→ What is being asked
Would you find each line in the entries below with the string "wheel" and copy it?

→ Available data
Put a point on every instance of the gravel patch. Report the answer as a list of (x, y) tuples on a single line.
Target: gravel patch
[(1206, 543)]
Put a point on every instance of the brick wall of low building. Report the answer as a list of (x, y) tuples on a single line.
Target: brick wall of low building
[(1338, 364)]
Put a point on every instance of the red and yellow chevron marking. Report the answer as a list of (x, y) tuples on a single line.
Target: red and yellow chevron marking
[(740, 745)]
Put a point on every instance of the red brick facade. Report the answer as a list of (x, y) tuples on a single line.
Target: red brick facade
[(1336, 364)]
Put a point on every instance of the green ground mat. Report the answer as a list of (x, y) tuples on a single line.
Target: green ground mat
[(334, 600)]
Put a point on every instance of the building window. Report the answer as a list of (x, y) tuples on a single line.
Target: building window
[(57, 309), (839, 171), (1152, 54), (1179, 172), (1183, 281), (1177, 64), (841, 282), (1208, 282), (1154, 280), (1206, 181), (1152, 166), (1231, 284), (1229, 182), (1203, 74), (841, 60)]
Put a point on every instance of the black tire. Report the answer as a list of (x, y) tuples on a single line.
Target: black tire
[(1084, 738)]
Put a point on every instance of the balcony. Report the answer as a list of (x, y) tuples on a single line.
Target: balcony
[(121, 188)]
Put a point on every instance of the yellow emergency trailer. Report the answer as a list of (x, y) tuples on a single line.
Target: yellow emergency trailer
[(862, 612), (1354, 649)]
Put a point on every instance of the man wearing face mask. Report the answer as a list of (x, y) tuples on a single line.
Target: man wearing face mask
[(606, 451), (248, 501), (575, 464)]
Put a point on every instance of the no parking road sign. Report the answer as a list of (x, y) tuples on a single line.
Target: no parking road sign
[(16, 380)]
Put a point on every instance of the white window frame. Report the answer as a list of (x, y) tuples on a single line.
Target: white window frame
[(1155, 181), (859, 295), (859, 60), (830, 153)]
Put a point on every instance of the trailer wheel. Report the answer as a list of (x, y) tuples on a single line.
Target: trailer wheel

→ Response to this exercise
Put a point on every instance of the trailer wheel. Report the answer as a list of (x, y) tuples on a single line.
Target: trailer wheel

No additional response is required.